§ TEXTE FOURNI
WARM : l’outil de tracking des diffusions radio qui manquait à l’industrie
L’analyse de données est un outil crucial pour les artistes et les acteurs de l’industrie aujourd’hui. Réseaux sociaux, écoutes streaming, vues sur YouTube… Elles sont clés pour tenter d’identifier l’audience d’un artiste, comment elle se comporte et où elle se trouve.
Dans le même temps, la radio résiste encore et toujours à l’envahisseur streaming et reste un des moyens privilégiés pour découvrir des artistes. Problème : il était jusqu’à maintenant très difficile de suivre avec précision les diffusions radio d’un artiste. C’était sans compter sur WARM, qui vient remettre de l’ordre dans le suivi et la collecte des données airplay. Acronyme de « World Airplay Radio Monitor », WARM est l’outil le plus développé (et le seul de cette importance) à la disposition des artistes pour suivre la diffusion radio de leurs morceaux.

§ DONNÉES FOURNIES
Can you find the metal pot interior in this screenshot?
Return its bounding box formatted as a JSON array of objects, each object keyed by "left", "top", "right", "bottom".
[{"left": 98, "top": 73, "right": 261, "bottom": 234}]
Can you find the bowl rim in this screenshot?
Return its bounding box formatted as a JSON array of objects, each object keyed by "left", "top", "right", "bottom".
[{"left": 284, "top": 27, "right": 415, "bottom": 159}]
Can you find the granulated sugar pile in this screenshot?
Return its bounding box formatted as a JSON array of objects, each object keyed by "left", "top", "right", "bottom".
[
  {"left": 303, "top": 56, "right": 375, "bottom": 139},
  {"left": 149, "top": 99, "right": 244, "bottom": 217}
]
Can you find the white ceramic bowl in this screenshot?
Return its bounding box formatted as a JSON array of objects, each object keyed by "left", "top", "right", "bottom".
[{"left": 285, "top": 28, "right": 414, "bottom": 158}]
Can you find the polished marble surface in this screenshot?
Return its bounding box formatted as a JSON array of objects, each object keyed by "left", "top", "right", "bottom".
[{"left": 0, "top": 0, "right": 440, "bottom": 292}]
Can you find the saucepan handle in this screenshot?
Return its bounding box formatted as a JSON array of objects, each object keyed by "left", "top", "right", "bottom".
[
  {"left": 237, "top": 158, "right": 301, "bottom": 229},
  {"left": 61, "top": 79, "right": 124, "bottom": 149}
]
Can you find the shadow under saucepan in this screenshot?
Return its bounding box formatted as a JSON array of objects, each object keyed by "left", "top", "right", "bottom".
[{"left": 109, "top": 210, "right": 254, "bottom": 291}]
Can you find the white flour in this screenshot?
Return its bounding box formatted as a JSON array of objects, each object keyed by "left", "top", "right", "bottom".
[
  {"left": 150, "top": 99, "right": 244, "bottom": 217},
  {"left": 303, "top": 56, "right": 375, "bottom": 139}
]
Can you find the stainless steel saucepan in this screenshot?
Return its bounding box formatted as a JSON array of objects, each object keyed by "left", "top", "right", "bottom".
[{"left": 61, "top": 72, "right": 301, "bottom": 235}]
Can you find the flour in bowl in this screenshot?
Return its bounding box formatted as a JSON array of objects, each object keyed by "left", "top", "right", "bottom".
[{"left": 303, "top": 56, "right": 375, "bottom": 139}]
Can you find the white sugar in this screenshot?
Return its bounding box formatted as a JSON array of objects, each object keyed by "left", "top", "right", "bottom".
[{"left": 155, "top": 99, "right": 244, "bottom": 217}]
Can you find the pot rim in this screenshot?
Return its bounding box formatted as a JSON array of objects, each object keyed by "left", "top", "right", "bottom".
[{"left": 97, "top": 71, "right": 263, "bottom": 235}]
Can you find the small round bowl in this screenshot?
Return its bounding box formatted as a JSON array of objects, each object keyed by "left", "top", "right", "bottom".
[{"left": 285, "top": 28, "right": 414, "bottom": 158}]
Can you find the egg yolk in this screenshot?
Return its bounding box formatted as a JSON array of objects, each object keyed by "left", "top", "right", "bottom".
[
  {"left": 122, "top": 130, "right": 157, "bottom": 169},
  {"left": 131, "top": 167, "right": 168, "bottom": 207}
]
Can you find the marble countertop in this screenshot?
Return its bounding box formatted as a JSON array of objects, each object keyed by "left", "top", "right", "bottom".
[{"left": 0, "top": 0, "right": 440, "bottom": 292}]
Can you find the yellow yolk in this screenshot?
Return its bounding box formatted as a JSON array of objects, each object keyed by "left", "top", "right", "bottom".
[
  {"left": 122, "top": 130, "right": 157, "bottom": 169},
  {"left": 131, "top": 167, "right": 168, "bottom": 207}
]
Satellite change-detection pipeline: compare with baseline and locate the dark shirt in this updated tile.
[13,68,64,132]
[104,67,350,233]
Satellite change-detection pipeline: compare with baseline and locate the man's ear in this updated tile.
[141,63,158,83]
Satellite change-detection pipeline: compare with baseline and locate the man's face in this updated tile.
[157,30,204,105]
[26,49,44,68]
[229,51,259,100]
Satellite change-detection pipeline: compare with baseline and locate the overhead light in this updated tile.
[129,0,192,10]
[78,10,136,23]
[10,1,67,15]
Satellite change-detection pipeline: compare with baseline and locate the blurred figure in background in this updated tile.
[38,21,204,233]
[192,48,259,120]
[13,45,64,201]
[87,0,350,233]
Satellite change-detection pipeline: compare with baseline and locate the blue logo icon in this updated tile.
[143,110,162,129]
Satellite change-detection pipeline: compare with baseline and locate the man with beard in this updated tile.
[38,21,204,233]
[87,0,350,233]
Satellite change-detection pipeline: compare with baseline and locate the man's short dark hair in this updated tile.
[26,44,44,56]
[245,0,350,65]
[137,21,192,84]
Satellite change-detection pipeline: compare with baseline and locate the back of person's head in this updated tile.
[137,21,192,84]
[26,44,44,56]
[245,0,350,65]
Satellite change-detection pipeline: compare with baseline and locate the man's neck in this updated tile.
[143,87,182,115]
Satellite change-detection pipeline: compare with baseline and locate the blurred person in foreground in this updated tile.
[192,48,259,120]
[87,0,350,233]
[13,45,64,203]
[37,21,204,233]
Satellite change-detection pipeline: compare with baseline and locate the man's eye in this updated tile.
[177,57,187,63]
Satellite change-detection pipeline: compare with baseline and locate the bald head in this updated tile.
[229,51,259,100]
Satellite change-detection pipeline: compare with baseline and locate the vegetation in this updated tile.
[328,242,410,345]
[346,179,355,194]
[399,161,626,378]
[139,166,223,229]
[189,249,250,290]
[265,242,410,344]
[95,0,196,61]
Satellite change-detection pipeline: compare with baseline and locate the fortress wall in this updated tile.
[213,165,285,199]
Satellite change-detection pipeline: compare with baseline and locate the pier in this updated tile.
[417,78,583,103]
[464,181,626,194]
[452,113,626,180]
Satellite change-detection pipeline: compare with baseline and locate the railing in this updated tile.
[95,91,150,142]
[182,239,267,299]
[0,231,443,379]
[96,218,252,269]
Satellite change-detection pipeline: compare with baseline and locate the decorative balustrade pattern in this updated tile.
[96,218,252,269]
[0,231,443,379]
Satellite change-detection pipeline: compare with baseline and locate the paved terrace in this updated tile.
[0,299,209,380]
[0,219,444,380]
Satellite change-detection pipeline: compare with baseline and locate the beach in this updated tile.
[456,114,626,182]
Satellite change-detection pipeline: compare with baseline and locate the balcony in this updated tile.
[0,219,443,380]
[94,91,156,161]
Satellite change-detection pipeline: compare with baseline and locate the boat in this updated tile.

§ ÉNONCÉ ÉCRIT 1
D’après le texte fourni, que signifie l’acronyme WARM ?
§ ÉNONCÉ ÉCRIT 2
Recopiez tout le passage du texte fourni, de « WARM : l’outil » jusqu’à « elle se trouve. », en substituant « Plateformes sociales » à « Réseaux sociaux ».
Appuyez-vous uniquement sur le texte fourni.

§ RÉPONSE ATTENDUE 1
WARM signifie « World Airplay Radio Monitor ».

§ RÉPONSE ATTENDUE 2
WARM : l’outil de tracking des diffusions radio qui manquait à l’industrie
L’analyse de données est un outil crucial pour les artistes et les acteurs de l’industrie aujourd’hui. Plateformes sociales, écoutes streaming, vues sur YouTube… Elles sont clés pour tenter d’identifier l’audience d’un artiste, comment elle se comporte et où elle se trouve.